= 2017 Scottish Rally Championship =

The Scottish Rally Championship is a rallying series run throughout Scotland over the course of a year, that comprises seven gravel surface events.

The 2017 season began in the snow-covered forest tracks around Inverness on 18 February, with the season finale taking place around Castle Douglas on 9 September.
Driver Jock Armstrong and regular co-driver Paula Swinscoe started the season as defending champions having won the 2016 Championship.

Aberdeen based haulage company ARR Craib sponsored the series for the fifth year in a row.

> Goal a: Extract every line of the records that contains the string "cloud".
The records are unrelated to the text above.

> Material:
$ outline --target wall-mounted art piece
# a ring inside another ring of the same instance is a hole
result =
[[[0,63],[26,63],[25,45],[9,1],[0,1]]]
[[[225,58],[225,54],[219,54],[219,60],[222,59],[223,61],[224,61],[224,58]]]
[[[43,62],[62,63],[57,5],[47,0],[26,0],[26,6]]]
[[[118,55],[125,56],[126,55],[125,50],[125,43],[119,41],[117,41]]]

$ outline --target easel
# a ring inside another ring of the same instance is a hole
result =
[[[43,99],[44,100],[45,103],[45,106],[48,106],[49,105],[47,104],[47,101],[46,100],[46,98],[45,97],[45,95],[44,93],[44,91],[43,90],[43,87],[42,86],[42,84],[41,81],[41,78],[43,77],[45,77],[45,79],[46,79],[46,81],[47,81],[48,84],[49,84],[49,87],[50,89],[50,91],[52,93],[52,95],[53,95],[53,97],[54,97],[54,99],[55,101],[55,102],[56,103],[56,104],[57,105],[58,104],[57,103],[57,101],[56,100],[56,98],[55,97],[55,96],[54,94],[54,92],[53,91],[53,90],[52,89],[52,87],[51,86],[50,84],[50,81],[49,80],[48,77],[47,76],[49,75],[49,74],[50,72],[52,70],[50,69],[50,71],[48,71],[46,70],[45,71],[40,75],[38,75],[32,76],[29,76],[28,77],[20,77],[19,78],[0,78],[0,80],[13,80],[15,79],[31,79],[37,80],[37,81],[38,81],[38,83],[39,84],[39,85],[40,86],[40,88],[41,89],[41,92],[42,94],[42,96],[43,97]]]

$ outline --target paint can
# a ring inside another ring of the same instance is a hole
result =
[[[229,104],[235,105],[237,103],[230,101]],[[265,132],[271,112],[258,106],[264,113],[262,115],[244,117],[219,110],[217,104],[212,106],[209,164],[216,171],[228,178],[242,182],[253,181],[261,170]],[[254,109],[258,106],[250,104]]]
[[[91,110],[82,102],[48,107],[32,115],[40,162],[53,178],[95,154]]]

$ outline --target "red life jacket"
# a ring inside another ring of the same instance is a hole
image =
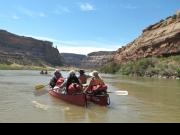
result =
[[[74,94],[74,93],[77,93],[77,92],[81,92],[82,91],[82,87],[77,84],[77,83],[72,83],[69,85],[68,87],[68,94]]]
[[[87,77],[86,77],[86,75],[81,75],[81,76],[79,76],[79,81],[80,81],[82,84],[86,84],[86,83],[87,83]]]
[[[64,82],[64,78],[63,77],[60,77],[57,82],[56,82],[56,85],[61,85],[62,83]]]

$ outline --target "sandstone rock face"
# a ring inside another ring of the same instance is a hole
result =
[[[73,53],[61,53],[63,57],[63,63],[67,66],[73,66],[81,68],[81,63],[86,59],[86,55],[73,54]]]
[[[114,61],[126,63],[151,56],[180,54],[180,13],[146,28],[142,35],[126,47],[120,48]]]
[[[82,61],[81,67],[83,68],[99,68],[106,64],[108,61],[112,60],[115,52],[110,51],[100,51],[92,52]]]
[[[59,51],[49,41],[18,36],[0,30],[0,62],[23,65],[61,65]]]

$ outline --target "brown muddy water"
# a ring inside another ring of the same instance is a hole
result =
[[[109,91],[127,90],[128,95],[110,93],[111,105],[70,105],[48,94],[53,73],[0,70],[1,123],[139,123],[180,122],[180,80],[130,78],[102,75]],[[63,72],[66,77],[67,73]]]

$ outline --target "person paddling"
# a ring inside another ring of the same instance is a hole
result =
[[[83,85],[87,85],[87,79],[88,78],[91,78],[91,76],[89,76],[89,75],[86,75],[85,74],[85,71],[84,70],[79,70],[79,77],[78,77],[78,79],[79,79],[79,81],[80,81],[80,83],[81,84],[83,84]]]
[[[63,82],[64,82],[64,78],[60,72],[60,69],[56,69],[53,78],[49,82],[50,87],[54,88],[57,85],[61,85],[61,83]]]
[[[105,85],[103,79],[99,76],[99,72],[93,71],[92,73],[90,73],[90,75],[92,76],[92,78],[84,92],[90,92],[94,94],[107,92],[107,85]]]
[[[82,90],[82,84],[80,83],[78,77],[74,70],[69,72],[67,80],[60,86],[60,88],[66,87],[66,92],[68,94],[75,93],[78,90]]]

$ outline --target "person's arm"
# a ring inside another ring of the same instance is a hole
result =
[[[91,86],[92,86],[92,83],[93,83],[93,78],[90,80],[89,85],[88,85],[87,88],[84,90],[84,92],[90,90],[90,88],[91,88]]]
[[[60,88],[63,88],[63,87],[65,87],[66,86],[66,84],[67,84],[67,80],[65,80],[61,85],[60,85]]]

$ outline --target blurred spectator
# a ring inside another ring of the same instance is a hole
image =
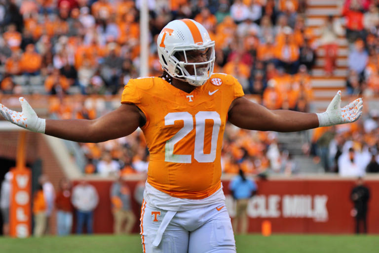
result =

---

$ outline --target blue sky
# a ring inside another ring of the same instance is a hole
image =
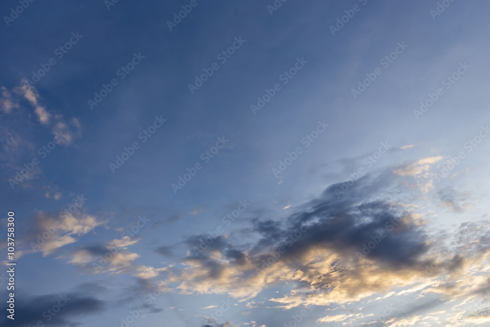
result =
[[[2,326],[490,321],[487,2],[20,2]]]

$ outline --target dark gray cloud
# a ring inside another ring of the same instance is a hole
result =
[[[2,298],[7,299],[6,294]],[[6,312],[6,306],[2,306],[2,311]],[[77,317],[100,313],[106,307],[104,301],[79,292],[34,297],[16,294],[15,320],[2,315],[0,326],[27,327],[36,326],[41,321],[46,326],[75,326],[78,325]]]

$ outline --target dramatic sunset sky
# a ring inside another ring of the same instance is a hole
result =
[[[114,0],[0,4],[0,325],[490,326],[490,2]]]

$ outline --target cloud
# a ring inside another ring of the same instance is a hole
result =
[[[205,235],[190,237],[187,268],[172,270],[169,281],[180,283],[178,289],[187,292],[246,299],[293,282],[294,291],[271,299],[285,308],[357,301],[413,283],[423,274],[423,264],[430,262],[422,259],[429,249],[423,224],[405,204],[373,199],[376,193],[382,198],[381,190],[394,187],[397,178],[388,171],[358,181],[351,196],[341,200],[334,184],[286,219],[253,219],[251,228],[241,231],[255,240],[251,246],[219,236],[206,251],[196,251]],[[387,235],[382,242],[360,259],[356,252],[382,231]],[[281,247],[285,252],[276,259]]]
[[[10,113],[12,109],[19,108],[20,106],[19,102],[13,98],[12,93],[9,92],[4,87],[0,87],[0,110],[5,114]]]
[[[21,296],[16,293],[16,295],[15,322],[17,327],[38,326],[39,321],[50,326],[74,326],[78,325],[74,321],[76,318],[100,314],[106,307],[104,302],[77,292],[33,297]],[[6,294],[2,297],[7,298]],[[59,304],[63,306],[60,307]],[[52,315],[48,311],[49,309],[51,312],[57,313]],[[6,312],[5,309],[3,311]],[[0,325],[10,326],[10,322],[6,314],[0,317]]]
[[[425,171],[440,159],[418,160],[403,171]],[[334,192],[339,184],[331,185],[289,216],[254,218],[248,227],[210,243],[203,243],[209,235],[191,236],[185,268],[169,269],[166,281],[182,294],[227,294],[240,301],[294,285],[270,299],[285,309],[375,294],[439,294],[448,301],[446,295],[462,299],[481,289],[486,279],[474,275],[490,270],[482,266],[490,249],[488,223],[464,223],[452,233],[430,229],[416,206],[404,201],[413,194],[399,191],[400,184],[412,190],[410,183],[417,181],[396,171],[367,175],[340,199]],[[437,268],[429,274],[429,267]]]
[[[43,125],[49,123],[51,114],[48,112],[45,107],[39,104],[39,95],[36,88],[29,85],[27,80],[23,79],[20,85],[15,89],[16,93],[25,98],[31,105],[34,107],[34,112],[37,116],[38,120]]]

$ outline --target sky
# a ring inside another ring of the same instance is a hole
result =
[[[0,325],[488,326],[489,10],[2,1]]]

> Goal b: Decide whether each statement agrees with the rally championship text, answering yes or no and quoting the deciding words: (i) The 2017 season started around Inverness on 18 February. (ii) The series consists of nine gravel surface events. (iii) ARR Craib sponsored the series for the first time in 2017.

> Worked answer a:
$ outline --target dark gray cloud
$ outline --target cloud

> Worked answer b:
(i) Yes: "The 2017 season began in the snow-covered forest tracks around Inverness on 18 February"
(ii) No: "comprises seven gravel surface events"
(iii) No: "sponsored the series for the fifth year in a row"